**Challenge A**
Translate this sentence from the passage on auction orders into Spanish: "For the purposes hereof, the communication by a Beneficial Owner or Potential Beneficial Owner to a Broker-Dealer, or the communication by a Broker-Dealer acting for its own account to the Auction Agent, of information referred to in clause (A) or (B) of this Section 11.10(b)(i) is hereinafter referred to as an 'Order' and each Beneficial Owner and each Potential Beneficial Owner placing an Order, including a Broker-Dealer acting in such capacity for its own account, is hereinafter referred to as a 'Bidder'; an Order containing the information referred to in clause (A)(1) of this Section 11.10(b)(i) is hereinafter referred to as a 'Hold Order'; an Order containing the information referred to in clause (A)(2) or (B) of this Section 11.10(b)(i) is hereinafter referred to as a 'Bid'; and an Order containing the information referred to in clause (A)(3) of this Section 11.10(b)(i) is hereinafter referred to as a 'Sell Order.'"
**Challenge B**
Please resize the listing from its first line up to and including the line with "[0,483,683,1024]", giving all those lines again, search lines included, with every bounding box coordinate in the results multiplied by 2.05 and rounded to a whole number, halves rounded up. Return only those lines and leave out the picture.

**Reading text**
For the purposes hereof, the communication by a Beneficial Owner
or Potential Beneficial Owner to a Broker-Dealer, or the communication
by a Broker-Dealer acting for its own account to the Auction Agent, of
information referred to in clause (A) or (B) of this Section
11.10(b)(i) is hereinafter referred to as an "Order" and each
Beneficial Owner and each Potential Beneficial Owner placing an Order,
including a Broker-Dealer acting in such capacity for its own account,
is hereinafter referred to as a "Bidder"; an Order containing the
information referred to in clause (A)(1) of this Section 11.10(b)(i)
is hereinafter referred to as a "Hold Order"; an Order containing the
information referred to in clause (A)(2) or (B) of this Section
11.10(b)(i) is hereinafter referred to as a "Bid"; and an Order
containing the information referred to in clause (A)(3) of this
Section 11.10(b)(i) is hereinafter referred to as a "Sell Order."

**Dataset extract**
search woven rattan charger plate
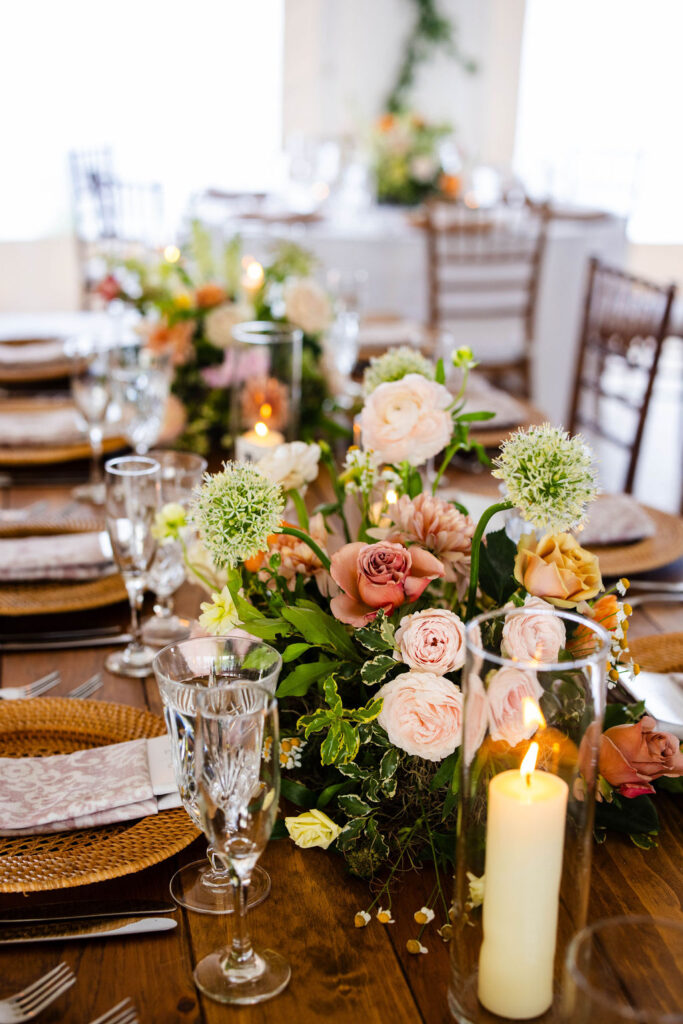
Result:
[0,697,199,893]
[591,505,683,577]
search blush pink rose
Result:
[501,595,566,662]
[599,715,683,797]
[330,541,444,626]
[377,672,463,761]
[360,374,453,466]
[395,608,465,676]
[486,666,543,746]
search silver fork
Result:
[67,672,102,700]
[0,964,76,1024]
[90,998,138,1024]
[0,670,61,700]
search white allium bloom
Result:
[493,423,597,532]
[256,441,321,490]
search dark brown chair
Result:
[569,258,676,494]
[422,205,548,395]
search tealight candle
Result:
[478,742,569,1020]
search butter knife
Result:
[0,918,178,946]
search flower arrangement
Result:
[372,112,460,206]
[98,221,338,455]
[161,349,683,953]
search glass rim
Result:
[465,605,611,672]
[564,913,683,1024]
[104,455,161,476]
[232,321,303,345]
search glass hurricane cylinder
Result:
[230,321,303,462]
[449,607,609,1024]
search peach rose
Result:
[330,541,444,626]
[360,374,453,466]
[377,672,463,761]
[395,608,465,676]
[515,534,602,608]
[486,666,543,746]
[501,595,566,662]
[599,715,683,797]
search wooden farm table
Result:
[0,483,683,1024]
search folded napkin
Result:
[0,736,180,836]
[0,531,116,583]
[578,495,656,547]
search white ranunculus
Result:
[285,278,332,334]
[256,441,321,490]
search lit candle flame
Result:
[519,743,539,785]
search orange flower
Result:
[195,282,227,309]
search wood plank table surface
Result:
[0,479,683,1024]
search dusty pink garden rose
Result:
[501,594,566,662]
[330,541,443,626]
[599,715,683,797]
[360,374,453,466]
[486,666,543,746]
[377,672,463,761]
[395,608,465,676]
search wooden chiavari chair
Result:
[569,258,676,494]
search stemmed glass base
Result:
[170,859,270,913]
[194,947,292,1006]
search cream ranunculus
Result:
[501,594,566,662]
[395,608,465,676]
[256,441,321,490]
[486,666,543,746]
[515,534,602,608]
[377,672,463,761]
[285,278,332,334]
[285,808,341,850]
[360,374,453,466]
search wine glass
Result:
[142,451,207,647]
[154,632,283,913]
[104,456,160,679]
[194,682,292,1006]
[71,350,112,505]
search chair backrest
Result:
[569,257,676,494]
[424,205,547,348]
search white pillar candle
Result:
[478,743,569,1020]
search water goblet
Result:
[194,682,292,1006]
[104,456,160,679]
[154,633,283,913]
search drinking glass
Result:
[560,914,683,1024]
[194,682,292,1006]
[137,451,207,647]
[154,633,283,913]
[71,350,112,505]
[112,347,171,455]
[104,456,160,679]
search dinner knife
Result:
[0,899,176,926]
[0,918,178,946]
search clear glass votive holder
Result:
[449,607,609,1024]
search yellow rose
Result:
[515,534,602,608]
[285,808,341,850]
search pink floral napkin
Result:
[0,532,116,583]
[0,736,179,836]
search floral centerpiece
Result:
[160,349,683,953]
[99,221,338,455]
[372,112,460,206]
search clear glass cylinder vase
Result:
[449,607,609,1024]
[230,321,303,462]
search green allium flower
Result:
[362,345,434,397]
[493,423,597,530]
[191,462,285,568]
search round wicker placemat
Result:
[0,697,199,893]
[629,633,683,672]
[591,505,683,577]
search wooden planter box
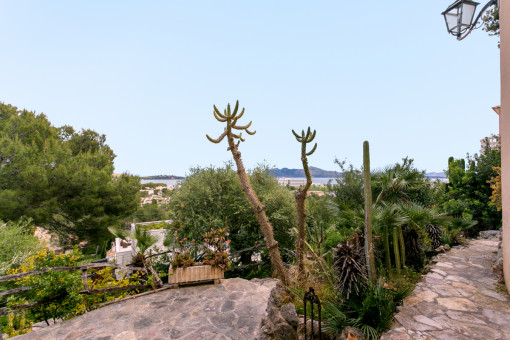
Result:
[168,265,224,288]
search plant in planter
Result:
[202,228,230,270]
[168,228,230,287]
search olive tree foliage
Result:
[0,103,139,243]
[0,219,39,275]
[482,7,500,42]
[440,136,502,236]
[170,163,297,261]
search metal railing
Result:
[303,287,322,340]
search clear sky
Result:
[0,0,500,175]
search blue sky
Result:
[0,0,500,175]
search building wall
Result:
[499,0,510,291]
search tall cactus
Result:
[363,141,377,283]
[206,101,290,286]
[292,127,317,278]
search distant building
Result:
[307,190,325,197]
[278,177,306,188]
[480,135,500,155]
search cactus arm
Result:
[213,111,227,123]
[205,131,227,144]
[213,105,227,118]
[292,130,300,142]
[306,143,317,156]
[232,119,252,130]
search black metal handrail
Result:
[303,287,322,340]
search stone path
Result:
[381,238,510,340]
[13,279,276,340]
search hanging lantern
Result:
[441,0,479,37]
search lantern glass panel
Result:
[461,2,478,26]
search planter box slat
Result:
[168,266,224,286]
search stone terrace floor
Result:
[381,239,510,340]
[15,279,276,340]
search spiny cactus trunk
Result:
[398,226,406,268]
[383,226,391,280]
[142,255,163,287]
[206,101,290,286]
[296,191,308,279]
[393,228,400,276]
[292,128,317,280]
[363,141,377,283]
[228,138,290,286]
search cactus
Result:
[206,101,290,286]
[363,141,377,283]
[292,127,317,278]
[393,228,401,276]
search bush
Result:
[0,219,39,274]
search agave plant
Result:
[333,243,367,299]
[108,227,163,287]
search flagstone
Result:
[381,236,510,340]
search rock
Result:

**Final answer A**
A los efectos del presente, la comunicación por parte de un Titular Beneficiario o Potencial Titular Beneficiario a un Corredor-Agente, o la comunicación por parte de un Corredor-Agente que actúe por cuenta propia al Agente de Subasta, de la información mencionada en la cláusula (A) o (B) de esta Sección 11.10(b)(i) se denomina en lo sucesivo una "Orden", y cada Titular Beneficiario y cada Potencial Titular Beneficiario que coloque una Orden, incluido un Corredor-Agente que actúe en dicha calidad por cuenta propia, se denomina en lo sucesivo un "Postor"; una Orden que contenga la información mencionada en la cláusula (A)(1) de esta Sección 11.10(b)(i) se denomina en lo sucesivo una "Orden de Mantenimiento"; una Orden que contenga la información mencionada en la cláusula (A)(2) o (B) de esta Sección 11.10(b)(i) se denomina en lo sucesivo una "Oferta"; y una Orden que contenga la información mencionada en la cláusula (A)(3) de esta Sección 11.10(b)(i) se denomina en lo sucesivo una "Orden de Venta".

**Final answer B**
search woven rattan charger plate
Result:
[0,1429,408,1831]
[1212,1035,1400,1183]
search blush pink rose
Result:
[1027,1220,1160,1357]
[1228,1466,1400,1634]
[677,1109,910,1283]
[773,1378,949,1560]
[738,767,929,955]
[810,1246,953,1386]
[996,1365,1113,1529]
search silver fork
Result:
[137,1378,209,1435]
[0,1976,156,2099]
[185,2046,283,2099]
[0,1374,125,1435]
search white allium bloom
Result:
[1011,867,1224,1091]
[525,904,658,1005]
search dark brown chair
Result:
[1166,529,1386,1013]
[865,420,1123,810]
search tealight candle
Result:
[980,1521,1166,2091]
search butter knife
Result:
[0,1882,365,1939]
search flower arrangement
Result:
[763,230,943,422]
[201,453,693,933]
[330,715,1400,1954]
search glass rim
Result:
[953,1240,1253,1378]
[1156,1872,1400,2099]
[213,933,330,976]
[476,658,621,707]
search glass hurricane cylinder
Result:
[472,658,621,947]
[920,1244,1248,2099]
search peach rose
Result:
[677,1109,910,1283]
[738,767,929,955]
[773,1378,949,1560]
[810,1246,953,1386]
[1056,1095,1234,1246]
[996,1365,1113,1529]
[1027,1220,1160,1357]
[1228,1466,1400,1634]
search wooden farm table
Result:
[0,990,1400,2099]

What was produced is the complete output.